_Фрагмент текста:_
━━━━━━

Когда подбежал к первой реке, то увидел, что люди пачками бросаются в воду сгоряча, а вылезают немногие. Я решил: нет, брат, шалишь, погибнуть я всегда успею, лучше я сначала отдохну, погляжу, а потом уже буду плыть. Шагом подошел к реке, огляделся, выбрал удобное место и поплыл. Выбрался, вижу: едет какой-то кавалерист. Сначала подумал, что чех. Подъезжает он и говорит: — Садись, матрос, подвезу. Прискакали ко второй реке.

Я походил немного по берегу, затем поплыл. Впереди меня еще один плывет. Вижу: едва выплыл он, лежит на берегу, за траву держится и выбраться наверх не может. Подплываю я, тоже из сил выбился. Чувствую, дело идет к концу. Кричу ему, он отвечает:

— Рад бы, браток, помочь, да сам едва лежу. Потом вдруг крикнул:

— На тебе!

━━━━━━

_Задание 1:_ За кого рассказчик в отрывке о переправе через реки сначала принял подъехавшего кавалериста?
_Задание 2:_ Перепишите часть отрывка о переправе через реки, начиная со слов «Когда подбежал к» и заканчивая словами «ко второй реке.», заменив «кавалерист» на «всадник».
_Задание 3:_ Допишите продолжение отрывка о переправе через реки, начав сразу после его последней фразы.

_Листинг:_
━━━━━━

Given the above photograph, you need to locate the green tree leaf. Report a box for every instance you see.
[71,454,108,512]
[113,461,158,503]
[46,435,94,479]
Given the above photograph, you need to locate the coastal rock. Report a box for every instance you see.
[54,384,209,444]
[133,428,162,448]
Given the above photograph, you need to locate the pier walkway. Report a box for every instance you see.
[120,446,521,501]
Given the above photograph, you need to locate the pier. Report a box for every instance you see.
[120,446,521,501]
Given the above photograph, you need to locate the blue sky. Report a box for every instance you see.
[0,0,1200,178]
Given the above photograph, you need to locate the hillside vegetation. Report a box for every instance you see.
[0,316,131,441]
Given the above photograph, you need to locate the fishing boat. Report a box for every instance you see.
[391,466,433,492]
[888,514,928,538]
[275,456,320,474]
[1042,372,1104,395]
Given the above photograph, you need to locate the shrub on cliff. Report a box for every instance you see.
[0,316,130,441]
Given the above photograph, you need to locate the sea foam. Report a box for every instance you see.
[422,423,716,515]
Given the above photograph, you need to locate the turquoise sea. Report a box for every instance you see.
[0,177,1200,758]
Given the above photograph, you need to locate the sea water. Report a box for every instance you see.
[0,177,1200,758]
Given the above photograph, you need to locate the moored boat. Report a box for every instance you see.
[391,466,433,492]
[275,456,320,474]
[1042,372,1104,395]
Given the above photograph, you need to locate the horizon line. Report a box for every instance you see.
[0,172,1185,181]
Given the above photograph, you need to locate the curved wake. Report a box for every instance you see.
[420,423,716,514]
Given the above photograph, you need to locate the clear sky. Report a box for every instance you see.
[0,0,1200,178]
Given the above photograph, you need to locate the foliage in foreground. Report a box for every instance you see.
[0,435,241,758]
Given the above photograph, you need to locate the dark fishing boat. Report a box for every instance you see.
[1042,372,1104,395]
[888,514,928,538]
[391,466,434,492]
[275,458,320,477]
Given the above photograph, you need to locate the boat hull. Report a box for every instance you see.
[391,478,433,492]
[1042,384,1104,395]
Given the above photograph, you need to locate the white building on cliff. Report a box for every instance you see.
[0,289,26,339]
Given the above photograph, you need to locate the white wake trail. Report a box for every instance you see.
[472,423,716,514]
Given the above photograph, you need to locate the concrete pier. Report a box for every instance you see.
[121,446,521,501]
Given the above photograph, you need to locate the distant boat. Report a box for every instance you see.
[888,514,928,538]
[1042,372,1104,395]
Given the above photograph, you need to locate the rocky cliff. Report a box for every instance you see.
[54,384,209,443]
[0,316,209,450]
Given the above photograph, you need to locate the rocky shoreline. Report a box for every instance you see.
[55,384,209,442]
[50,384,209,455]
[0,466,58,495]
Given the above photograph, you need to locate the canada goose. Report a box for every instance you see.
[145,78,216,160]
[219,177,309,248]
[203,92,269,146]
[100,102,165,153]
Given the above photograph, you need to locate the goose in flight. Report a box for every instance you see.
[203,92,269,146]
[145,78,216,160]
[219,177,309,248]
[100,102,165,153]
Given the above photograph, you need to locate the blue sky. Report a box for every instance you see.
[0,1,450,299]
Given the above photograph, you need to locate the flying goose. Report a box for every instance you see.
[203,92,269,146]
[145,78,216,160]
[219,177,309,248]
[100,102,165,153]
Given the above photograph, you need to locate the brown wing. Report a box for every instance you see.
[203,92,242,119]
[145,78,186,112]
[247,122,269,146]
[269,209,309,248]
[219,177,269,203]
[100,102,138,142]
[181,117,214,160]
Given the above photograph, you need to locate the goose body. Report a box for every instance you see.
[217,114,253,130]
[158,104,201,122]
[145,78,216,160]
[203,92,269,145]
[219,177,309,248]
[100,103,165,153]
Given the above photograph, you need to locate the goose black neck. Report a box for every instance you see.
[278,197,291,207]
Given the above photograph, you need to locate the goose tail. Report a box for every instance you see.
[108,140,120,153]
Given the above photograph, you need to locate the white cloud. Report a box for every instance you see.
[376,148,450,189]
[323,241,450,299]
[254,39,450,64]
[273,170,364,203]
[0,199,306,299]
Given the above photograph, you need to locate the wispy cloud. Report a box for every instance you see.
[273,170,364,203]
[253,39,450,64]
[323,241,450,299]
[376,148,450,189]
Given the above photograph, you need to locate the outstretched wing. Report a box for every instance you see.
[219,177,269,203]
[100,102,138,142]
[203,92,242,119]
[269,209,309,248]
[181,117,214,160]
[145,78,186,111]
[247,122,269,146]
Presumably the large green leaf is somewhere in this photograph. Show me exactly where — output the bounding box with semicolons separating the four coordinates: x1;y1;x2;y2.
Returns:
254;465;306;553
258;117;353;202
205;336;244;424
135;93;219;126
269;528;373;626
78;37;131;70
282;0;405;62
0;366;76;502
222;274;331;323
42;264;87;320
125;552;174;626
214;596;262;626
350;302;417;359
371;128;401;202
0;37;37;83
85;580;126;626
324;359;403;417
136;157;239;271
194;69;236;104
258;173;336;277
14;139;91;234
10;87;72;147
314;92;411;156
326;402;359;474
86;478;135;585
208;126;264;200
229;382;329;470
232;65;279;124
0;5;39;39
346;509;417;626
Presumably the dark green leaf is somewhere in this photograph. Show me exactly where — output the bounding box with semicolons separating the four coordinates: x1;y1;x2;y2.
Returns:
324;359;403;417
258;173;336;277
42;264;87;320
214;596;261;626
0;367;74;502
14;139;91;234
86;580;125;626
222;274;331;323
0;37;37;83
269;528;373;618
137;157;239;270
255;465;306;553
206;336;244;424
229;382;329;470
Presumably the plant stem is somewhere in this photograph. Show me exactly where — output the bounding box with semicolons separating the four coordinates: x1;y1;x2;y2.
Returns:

━━━━━━

_Ответ 1:_ За чеха.

_Ответ 2:_
Когда подбежал к первой реке, то увидел, что люди пачками бросаются в воду сгоряча, а вылезают немногие. Я решил: нет, брат, шалишь, погибнуть я всегда успею, лучше я сначала отдохну, погляжу, а потом уже буду плыть. Шагом подошел к реке, огляделся, выбрал удобное место и поплыл. Выбрался, вижу: едет какой-то всадник. Сначала подумал, что чех. Подъезжает он и говорит: — Садись, матрос, подвезу. Прискакали ко второй реке.

_Ответ 3:_
И махнул рукой, словно веревку по воздуху бросил. Я знал, что он мне ничего не бросал, и ухватиться мне было не за что, но вот, поди ж ты, это мне помогло. Я сделал рывок из последних сил, кинулся вперед, почувствовал, что уже лежу на берегу, и схватился за траву. Так мы полежали немного и пошли обнявшись, качаемся. Прошли несколько шагов и, собравшись с силами, пошли дальше совсем моряками.

В Самаре уже светало, когда раздался свисток грузиться на пароход. Я погрузил пожитки на автомобиль, потом забыл про это, вернулся в комнату, свалился и уснул. Проснулся утром, смотрю: стоит „максим" (ручной пулемет) на окне. Я забрал его, гранаты — за пояс, и пошел скорей на пристань. Выхожу из ворот; налево, кажется у монастыря, стоят буржуи, смеются: „Ага, удираете?" Показалось мне, что надо мной, над нами они смеются. Рассердился, молча срываю гранату, бросаю в них. Однако они успели в ворота проскочить. Ясно помню, что когда „бутылка" разорвалась, у ворот уже не было никого. А сам пошел через сад к пристани. Пароход уже отчаливал. Едва успел перебросить за борт пулемет.

Отправили меня в Красное село, в школу высшего пилотажа. Но поучиться там особенно не пришлось.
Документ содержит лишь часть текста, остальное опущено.